== EXERCISE INSTRUCTIONS ==
Lay out the stretch of data from its first line through the line containing "[258,246,289,320]" as a numbered list, leaving out any blank lines.

— Start MATERIAL PROVIDED —

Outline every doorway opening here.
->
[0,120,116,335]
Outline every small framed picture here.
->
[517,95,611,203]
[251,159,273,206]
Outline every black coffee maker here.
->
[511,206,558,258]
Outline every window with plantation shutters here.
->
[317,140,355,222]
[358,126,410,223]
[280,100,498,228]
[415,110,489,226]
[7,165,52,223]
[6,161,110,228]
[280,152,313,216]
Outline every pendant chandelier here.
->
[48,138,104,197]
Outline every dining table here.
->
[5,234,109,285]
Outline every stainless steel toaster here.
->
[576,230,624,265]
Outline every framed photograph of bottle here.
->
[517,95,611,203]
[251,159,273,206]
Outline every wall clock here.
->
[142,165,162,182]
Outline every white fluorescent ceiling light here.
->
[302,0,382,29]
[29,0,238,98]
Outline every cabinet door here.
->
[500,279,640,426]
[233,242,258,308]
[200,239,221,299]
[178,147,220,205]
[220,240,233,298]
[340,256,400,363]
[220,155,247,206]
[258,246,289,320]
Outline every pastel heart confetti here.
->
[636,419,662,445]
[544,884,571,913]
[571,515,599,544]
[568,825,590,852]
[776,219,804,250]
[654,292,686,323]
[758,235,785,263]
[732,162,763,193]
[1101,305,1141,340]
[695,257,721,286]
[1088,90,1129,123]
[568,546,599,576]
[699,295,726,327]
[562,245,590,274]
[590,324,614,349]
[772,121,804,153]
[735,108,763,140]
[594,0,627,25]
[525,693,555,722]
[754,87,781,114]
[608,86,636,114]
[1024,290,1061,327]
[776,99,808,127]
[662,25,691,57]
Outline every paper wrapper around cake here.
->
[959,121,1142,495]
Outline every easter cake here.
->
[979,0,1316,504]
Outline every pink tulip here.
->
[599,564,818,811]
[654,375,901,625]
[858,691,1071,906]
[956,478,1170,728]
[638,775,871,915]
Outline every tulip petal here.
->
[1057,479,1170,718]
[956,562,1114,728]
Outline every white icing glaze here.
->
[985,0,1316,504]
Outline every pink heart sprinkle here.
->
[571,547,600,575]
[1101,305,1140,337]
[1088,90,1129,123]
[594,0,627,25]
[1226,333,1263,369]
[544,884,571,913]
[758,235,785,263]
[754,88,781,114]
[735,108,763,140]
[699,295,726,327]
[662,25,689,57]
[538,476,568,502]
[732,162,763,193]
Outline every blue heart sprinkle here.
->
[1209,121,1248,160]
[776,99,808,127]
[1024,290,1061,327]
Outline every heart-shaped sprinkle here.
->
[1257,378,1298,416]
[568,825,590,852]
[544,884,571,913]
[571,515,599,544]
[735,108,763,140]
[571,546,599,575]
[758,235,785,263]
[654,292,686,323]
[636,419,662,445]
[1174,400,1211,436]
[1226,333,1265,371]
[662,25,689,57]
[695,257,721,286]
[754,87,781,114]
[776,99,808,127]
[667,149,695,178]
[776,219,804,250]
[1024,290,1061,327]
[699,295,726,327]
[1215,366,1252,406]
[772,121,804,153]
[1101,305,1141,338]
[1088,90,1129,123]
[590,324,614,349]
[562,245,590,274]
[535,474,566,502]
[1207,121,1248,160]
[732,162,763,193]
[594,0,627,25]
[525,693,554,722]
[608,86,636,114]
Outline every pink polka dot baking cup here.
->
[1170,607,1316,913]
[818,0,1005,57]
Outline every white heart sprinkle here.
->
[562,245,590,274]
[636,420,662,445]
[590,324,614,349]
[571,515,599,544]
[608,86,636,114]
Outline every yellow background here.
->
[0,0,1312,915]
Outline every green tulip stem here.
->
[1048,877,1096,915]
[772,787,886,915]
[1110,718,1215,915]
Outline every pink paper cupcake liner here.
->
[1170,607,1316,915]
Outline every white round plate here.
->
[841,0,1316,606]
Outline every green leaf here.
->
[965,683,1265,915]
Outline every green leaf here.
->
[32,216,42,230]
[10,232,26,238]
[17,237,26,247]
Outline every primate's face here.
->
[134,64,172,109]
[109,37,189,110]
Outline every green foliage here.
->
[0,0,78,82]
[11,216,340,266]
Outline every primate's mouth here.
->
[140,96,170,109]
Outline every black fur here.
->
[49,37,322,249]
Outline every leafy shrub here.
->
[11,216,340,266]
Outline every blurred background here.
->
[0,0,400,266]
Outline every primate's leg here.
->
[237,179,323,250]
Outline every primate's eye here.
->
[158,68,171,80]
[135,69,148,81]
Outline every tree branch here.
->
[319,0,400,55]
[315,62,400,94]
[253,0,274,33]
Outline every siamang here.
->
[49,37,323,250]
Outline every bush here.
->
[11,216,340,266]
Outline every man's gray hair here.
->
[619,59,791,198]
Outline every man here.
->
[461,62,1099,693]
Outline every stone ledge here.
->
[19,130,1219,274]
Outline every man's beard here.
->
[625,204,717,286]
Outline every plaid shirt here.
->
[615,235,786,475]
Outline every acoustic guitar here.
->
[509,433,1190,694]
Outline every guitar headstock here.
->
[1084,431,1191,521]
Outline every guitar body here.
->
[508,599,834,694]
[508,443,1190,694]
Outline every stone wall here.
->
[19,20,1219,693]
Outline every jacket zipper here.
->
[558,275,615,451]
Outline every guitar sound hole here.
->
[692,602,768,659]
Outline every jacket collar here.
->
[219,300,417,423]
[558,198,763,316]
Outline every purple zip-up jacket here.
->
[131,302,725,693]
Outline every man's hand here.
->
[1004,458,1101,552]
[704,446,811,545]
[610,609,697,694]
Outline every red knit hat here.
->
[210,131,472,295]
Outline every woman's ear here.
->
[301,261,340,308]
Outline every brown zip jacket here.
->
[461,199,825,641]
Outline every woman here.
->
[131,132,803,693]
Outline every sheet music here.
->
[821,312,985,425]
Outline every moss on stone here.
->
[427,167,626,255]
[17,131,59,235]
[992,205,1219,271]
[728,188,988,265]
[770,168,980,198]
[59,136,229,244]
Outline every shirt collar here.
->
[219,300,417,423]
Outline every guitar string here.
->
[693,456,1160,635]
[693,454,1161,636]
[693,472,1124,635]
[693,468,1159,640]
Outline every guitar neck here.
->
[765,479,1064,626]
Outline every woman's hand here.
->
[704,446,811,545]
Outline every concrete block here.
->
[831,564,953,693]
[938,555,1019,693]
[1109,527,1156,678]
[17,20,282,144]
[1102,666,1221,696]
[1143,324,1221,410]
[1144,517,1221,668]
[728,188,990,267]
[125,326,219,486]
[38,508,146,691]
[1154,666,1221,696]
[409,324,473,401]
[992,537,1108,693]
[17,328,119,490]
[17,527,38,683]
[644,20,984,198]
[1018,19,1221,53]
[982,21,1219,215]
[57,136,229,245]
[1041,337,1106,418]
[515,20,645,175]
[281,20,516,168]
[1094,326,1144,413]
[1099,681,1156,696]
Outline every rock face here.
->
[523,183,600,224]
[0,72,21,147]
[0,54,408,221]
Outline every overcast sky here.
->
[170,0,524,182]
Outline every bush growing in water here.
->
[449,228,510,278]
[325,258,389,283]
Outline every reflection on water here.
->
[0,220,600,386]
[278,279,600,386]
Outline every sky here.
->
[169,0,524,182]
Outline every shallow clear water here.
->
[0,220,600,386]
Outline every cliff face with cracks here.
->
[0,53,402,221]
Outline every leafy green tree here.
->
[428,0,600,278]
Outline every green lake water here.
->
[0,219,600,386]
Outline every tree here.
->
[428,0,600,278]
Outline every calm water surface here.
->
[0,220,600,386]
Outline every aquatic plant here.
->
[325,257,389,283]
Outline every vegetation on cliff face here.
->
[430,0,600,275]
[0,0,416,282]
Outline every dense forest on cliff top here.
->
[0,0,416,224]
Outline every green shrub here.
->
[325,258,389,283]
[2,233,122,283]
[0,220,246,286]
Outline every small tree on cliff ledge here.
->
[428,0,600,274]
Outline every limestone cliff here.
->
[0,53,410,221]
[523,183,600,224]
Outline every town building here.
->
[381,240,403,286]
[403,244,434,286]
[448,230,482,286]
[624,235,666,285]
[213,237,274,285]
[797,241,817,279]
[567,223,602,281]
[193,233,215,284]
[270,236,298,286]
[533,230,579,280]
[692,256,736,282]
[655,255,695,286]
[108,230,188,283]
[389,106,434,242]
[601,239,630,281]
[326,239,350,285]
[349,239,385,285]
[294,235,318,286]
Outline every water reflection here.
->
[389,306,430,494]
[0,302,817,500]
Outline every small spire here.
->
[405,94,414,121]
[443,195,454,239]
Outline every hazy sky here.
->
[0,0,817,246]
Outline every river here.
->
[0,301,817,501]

— End MATERIAL PROVIDED —

== RESULT ==
1. Outline every doorway opening here.
2. ->
3. [0,120,116,335]
4. Outline every small framed picture here.
5. ->
6. [517,95,611,203]
7. [251,159,273,206]
8. Outline every black coffee maker here.
9. ->
10. [511,206,558,258]
11. Outline every window with plantation shutters here.
12. ->
13. [317,140,355,222]
14. [358,126,410,223]
15. [280,100,498,228]
16. [415,110,489,226]
17. [7,165,52,223]
18. [6,161,110,228]
19. [280,152,313,216]
20. Outline every pendant chandelier here.
21. ->
22. [48,138,104,197]
23. Outline every dining table here.
24. ->
25. [5,234,109,285]
26. Outline every stainless steel toaster here.
27. ->
28. [576,230,624,265]
29. Outline every framed photograph of bottle here.
30. ->
31. [517,95,611,203]
32. [251,159,273,206]
33. Outline every wall clock here.
34. ->
35. [142,165,162,182]
36. Outline every white fluorescent ceiling light here.
37. ->
38. [302,0,382,29]
39. [29,0,238,98]
40. Outline every cabinet door here.
41. ->
42. [500,279,640,426]
43. [233,242,258,308]
44. [200,239,221,299]
45. [178,147,220,205]
46. [220,240,233,298]
47. [340,256,400,363]
48. [220,155,247,206]
49. [258,246,289,320]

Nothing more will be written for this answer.